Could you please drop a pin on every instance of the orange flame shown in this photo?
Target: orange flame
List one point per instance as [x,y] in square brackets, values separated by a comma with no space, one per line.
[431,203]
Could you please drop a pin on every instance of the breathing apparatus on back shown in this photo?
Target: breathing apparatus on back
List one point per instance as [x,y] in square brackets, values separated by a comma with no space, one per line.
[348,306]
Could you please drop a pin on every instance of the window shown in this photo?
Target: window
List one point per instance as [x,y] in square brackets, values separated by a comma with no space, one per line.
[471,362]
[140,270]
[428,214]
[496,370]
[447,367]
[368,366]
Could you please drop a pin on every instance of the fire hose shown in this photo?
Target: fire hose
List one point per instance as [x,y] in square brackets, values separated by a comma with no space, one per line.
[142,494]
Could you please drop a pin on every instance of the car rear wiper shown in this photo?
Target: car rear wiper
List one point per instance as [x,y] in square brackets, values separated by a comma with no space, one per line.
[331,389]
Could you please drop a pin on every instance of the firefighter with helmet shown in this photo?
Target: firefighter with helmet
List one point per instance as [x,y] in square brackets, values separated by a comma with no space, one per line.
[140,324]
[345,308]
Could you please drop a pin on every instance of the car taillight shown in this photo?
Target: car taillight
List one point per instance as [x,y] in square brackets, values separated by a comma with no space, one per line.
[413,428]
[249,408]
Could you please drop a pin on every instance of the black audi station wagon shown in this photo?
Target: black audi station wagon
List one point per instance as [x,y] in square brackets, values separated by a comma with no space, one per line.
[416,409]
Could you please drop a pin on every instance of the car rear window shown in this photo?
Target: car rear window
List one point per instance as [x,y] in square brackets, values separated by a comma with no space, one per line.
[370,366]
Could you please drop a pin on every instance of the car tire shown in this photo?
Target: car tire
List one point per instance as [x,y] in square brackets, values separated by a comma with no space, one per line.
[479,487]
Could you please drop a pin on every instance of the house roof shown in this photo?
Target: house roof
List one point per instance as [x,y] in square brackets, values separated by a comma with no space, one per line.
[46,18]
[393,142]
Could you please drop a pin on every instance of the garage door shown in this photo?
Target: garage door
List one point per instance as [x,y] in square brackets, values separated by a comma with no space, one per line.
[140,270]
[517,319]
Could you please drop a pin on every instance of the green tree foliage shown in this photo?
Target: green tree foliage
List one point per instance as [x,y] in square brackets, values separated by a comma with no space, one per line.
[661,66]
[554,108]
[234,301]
+ + + +
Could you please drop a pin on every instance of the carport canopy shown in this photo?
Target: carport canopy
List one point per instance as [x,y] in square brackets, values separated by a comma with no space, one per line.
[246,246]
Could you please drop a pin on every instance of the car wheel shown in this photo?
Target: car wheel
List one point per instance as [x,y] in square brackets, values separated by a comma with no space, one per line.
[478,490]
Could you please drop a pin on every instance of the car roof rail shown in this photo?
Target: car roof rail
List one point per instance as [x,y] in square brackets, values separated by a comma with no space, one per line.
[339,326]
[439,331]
+ + + +
> **TASK OBJECTIVE**:
Pick out every line in the records that contains the string "rail", treating uppercase and lowercase as different, and copy each of those lines.

> **EXERCISE ANSWER**:
Could you please drop a pin on every instance of the car roof rail shown in this photo?
Target: car roof rail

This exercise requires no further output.